_DIRECTIONS FOR THIS TASK_:
Please output the lines from the one containing "Each <instance> block specifies" through the one containing "positive clicks: (688, 441) (589, 461)", both included, as a JSON list of strings with one string per line and blank lines omitted.

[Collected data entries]
====

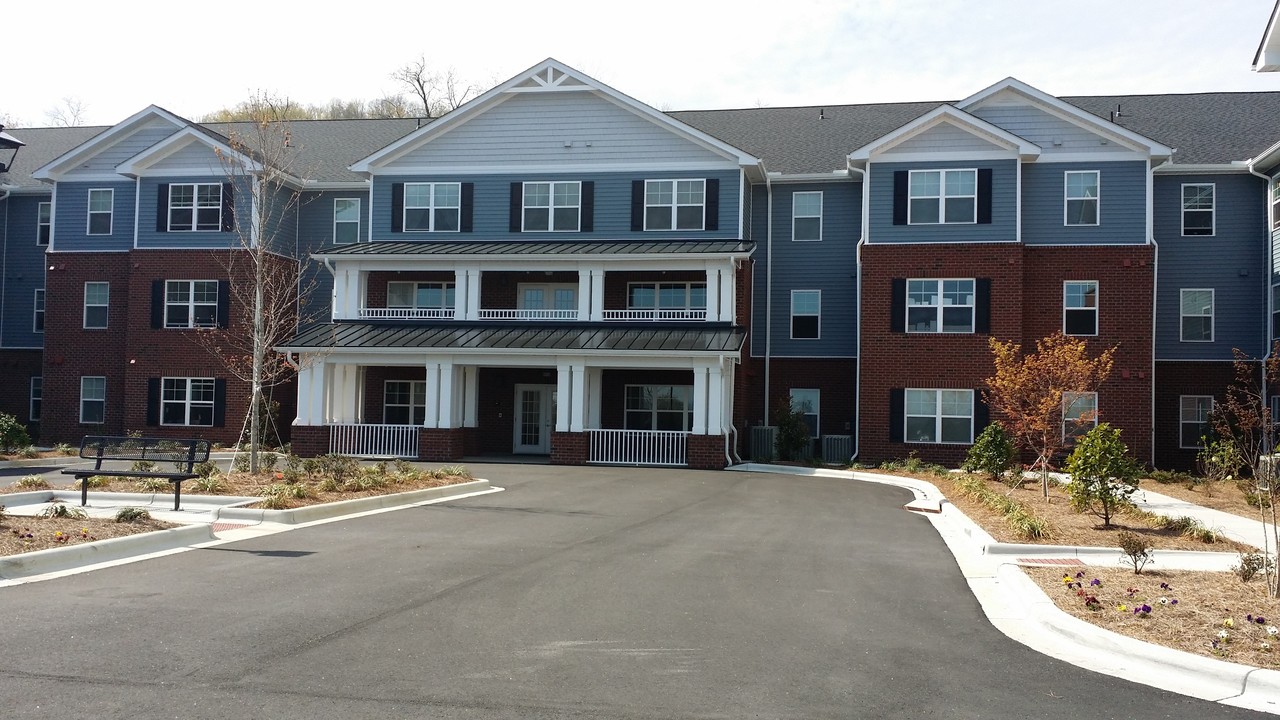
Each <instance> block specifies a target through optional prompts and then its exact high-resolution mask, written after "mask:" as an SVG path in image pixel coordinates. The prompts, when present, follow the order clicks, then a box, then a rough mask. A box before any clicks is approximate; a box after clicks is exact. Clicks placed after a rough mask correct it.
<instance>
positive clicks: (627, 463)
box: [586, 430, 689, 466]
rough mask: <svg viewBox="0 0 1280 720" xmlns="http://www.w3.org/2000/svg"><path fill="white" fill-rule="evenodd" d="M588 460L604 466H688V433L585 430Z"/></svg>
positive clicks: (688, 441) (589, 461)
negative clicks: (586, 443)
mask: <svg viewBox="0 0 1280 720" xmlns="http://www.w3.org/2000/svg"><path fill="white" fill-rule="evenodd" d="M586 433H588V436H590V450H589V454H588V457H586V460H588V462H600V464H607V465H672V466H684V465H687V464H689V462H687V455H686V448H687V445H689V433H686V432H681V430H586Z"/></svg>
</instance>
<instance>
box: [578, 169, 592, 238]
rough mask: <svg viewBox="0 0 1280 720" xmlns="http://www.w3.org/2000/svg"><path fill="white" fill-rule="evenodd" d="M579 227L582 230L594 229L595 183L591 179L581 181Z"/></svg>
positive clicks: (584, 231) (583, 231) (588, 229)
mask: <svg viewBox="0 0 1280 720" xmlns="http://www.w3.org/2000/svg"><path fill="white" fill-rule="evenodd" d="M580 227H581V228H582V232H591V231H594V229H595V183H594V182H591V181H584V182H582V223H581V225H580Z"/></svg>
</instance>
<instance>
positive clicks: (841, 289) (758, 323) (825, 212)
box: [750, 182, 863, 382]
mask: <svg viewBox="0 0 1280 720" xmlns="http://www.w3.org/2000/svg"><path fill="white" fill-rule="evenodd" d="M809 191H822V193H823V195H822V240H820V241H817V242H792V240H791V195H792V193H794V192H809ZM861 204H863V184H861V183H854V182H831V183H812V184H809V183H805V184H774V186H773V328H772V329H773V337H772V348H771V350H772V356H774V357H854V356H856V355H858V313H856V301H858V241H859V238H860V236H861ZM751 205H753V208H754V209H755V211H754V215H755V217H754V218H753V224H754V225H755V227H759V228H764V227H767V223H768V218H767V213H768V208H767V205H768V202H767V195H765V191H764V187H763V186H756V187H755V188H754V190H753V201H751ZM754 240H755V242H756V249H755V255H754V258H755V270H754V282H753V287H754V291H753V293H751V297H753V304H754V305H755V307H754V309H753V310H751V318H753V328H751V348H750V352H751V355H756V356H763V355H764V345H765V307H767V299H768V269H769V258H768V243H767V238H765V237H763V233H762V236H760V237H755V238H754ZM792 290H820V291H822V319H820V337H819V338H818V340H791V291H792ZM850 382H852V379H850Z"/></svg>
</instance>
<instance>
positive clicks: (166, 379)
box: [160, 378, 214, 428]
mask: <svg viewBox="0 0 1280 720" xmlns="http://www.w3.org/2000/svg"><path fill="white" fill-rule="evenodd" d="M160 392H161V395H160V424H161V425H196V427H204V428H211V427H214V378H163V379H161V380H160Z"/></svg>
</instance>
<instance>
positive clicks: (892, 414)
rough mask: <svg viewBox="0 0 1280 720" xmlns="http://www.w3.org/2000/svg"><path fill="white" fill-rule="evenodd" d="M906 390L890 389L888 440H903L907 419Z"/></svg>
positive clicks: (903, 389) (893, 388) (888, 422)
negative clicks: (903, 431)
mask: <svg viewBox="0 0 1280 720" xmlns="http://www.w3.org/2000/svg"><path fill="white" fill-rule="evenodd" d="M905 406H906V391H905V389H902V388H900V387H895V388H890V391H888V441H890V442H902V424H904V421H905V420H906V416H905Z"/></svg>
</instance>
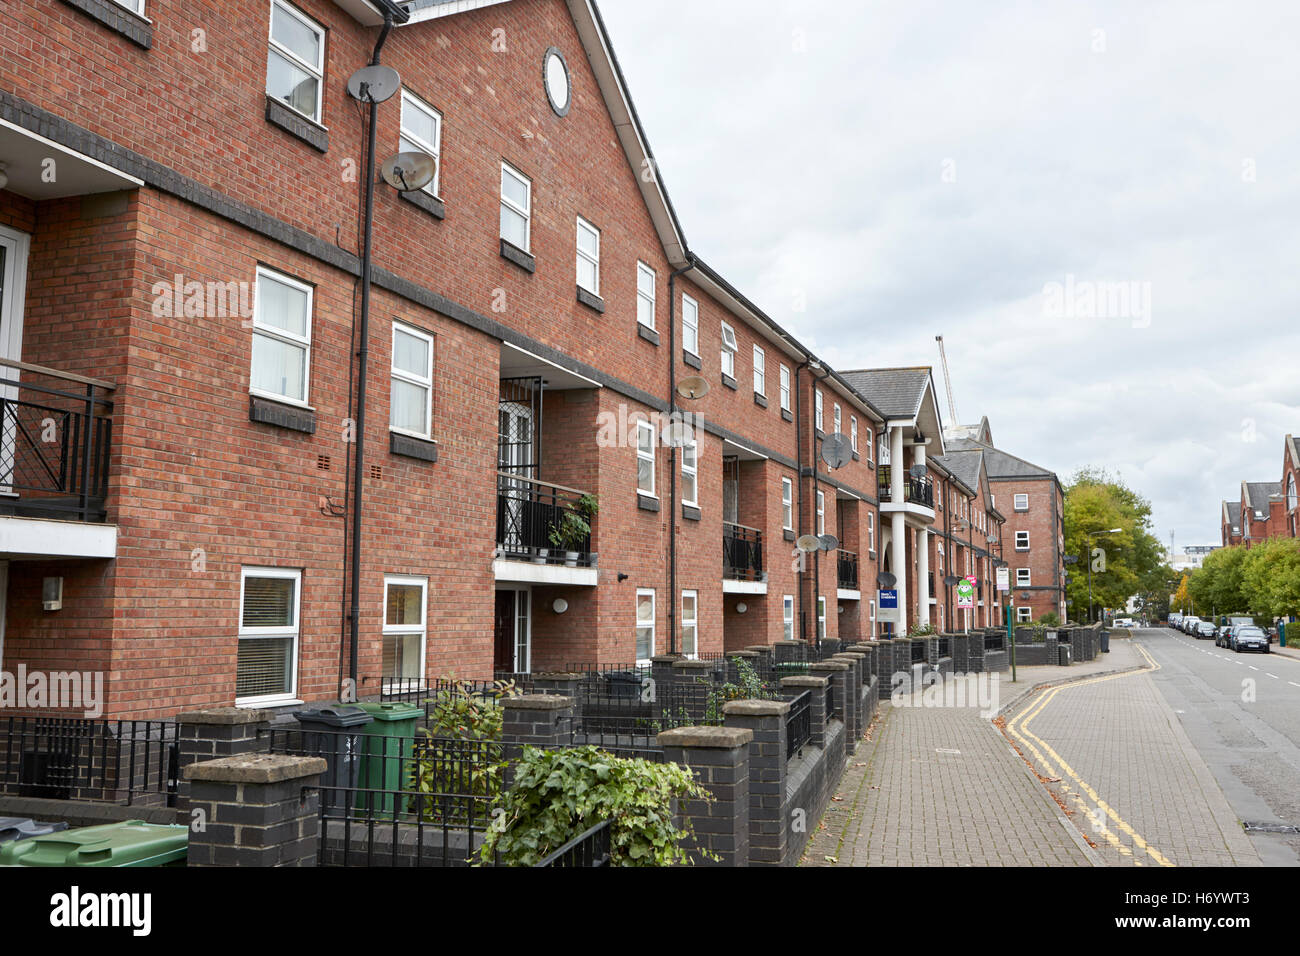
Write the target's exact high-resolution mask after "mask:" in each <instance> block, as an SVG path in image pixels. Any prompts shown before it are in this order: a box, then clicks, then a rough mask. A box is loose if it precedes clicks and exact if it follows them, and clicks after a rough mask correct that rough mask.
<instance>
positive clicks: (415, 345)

====

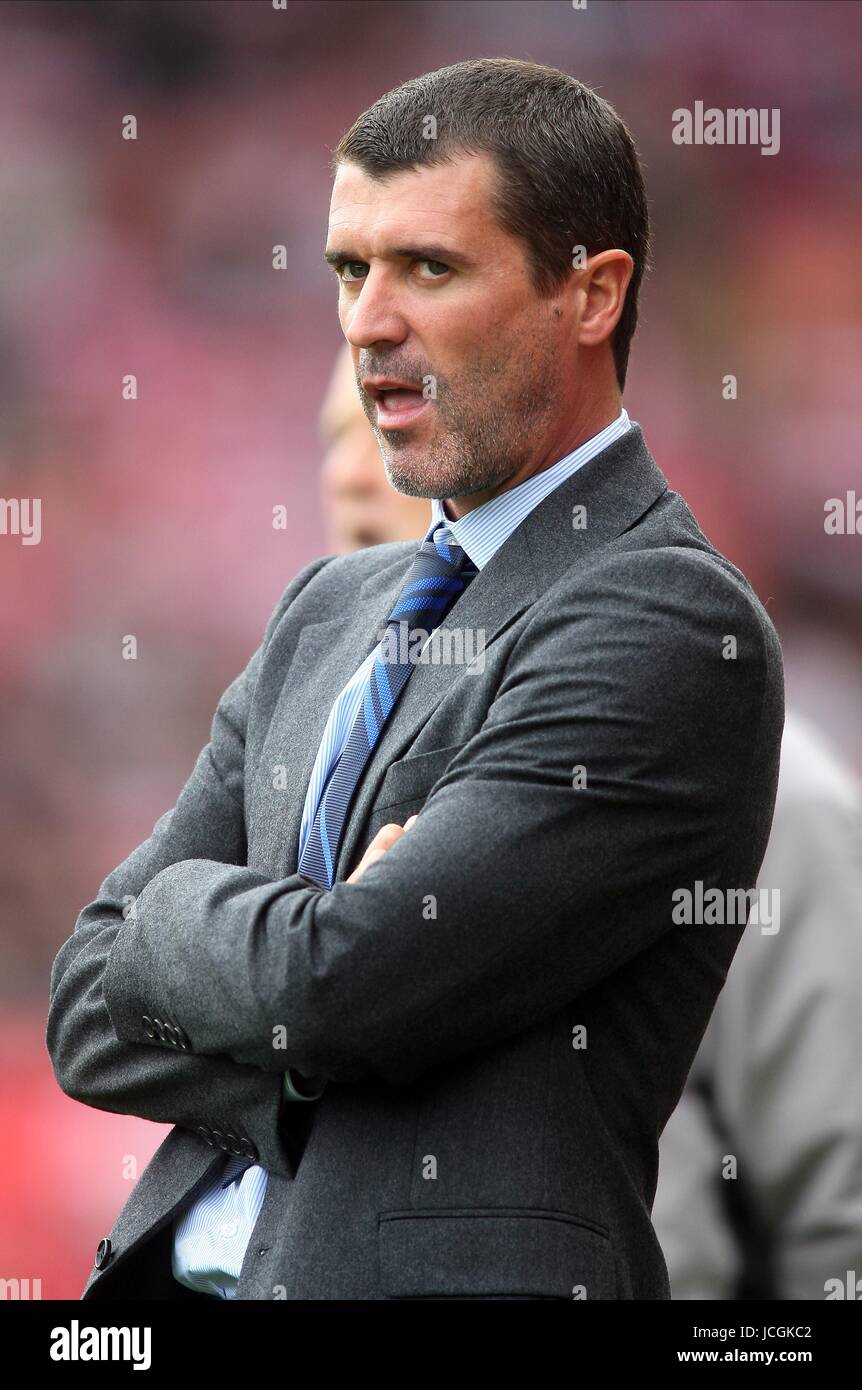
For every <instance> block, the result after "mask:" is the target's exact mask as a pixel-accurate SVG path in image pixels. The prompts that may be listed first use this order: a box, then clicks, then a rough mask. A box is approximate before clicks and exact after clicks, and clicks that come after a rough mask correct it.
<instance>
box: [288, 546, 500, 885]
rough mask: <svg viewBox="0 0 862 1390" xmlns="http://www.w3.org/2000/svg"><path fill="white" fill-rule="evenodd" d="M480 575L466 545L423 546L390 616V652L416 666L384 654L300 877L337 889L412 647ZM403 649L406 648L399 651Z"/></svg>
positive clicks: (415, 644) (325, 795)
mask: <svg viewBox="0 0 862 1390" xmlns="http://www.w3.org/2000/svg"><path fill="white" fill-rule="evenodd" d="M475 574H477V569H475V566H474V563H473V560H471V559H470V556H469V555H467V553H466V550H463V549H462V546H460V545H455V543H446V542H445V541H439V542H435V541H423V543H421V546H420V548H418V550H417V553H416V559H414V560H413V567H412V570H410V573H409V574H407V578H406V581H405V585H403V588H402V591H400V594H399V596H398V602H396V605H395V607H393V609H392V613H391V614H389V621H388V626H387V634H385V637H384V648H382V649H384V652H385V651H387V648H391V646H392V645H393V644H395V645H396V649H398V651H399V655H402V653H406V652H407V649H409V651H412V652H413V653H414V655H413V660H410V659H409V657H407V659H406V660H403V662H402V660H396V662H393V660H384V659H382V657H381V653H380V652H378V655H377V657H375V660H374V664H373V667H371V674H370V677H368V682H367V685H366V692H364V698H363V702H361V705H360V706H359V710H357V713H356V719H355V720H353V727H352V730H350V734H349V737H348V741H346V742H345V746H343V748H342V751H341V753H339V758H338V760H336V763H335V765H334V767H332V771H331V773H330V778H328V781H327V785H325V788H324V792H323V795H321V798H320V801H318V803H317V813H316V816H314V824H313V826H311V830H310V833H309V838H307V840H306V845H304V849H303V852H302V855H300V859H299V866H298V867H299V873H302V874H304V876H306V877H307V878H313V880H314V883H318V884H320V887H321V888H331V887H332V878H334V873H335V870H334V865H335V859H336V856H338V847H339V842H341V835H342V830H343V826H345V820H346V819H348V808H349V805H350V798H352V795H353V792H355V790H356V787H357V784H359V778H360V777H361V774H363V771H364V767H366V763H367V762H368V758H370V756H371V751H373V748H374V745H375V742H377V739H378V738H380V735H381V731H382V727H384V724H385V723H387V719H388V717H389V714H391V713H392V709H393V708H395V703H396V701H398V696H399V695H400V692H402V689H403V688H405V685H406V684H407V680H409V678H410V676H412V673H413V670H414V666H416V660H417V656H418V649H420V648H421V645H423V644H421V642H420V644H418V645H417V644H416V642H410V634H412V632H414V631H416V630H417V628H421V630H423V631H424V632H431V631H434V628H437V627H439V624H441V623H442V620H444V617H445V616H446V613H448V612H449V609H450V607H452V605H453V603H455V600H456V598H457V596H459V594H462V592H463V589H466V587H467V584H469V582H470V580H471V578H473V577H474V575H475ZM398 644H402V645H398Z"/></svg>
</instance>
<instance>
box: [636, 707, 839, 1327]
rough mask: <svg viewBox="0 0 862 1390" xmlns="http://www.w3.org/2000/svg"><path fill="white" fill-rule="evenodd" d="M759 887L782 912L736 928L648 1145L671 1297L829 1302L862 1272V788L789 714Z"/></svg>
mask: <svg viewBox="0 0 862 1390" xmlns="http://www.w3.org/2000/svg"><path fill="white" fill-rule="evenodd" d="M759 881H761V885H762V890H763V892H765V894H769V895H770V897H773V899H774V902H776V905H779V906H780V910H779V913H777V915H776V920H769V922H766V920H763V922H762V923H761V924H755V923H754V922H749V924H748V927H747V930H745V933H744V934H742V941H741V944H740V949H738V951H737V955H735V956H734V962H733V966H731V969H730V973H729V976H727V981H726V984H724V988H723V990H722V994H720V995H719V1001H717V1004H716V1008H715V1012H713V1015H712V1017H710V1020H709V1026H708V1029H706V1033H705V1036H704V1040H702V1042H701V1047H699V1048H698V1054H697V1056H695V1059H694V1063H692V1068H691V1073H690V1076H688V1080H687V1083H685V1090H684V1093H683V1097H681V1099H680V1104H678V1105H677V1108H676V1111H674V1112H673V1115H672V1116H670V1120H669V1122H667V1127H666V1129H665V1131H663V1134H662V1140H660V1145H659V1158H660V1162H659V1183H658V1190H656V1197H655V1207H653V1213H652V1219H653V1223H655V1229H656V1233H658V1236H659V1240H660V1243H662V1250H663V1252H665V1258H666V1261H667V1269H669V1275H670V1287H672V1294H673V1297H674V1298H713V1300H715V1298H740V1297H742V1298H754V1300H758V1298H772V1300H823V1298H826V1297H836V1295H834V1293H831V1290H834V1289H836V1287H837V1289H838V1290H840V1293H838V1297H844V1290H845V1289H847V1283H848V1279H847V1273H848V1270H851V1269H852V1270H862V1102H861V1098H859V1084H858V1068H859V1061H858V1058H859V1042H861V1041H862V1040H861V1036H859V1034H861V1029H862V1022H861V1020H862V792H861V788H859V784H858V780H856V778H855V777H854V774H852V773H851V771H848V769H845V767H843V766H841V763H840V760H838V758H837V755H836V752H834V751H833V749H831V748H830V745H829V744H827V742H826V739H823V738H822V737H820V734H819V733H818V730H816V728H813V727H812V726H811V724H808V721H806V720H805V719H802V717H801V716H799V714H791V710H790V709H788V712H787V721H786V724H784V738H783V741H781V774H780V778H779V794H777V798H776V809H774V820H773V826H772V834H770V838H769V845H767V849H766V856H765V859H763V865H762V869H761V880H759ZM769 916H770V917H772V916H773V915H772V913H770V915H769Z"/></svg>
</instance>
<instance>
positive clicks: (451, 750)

====

_TASK RESPONSE_:
[
  "Each <instance> block specifies a target through optional prompts and then its exact high-resolution mask, written after \"mask:\" as an SVG path in image pixel coordinates. The prompts, when present, follow the order clicks, then a box, then a rough mask. A box before any clicks is approximate; a box after clicks is exact. Clicks placed after a rough mask correct it.",
  "<instance>",
  "positive clicks: (627, 463)",
  "box: [586, 430, 689, 466]",
  "rough mask: <svg viewBox=\"0 0 1280 720\" xmlns=\"http://www.w3.org/2000/svg\"><path fill=\"white\" fill-rule=\"evenodd\" d=\"M588 460L604 466H688V433L585 430Z\"/></svg>",
  "positive clicks: (688, 441) (589, 461)"
]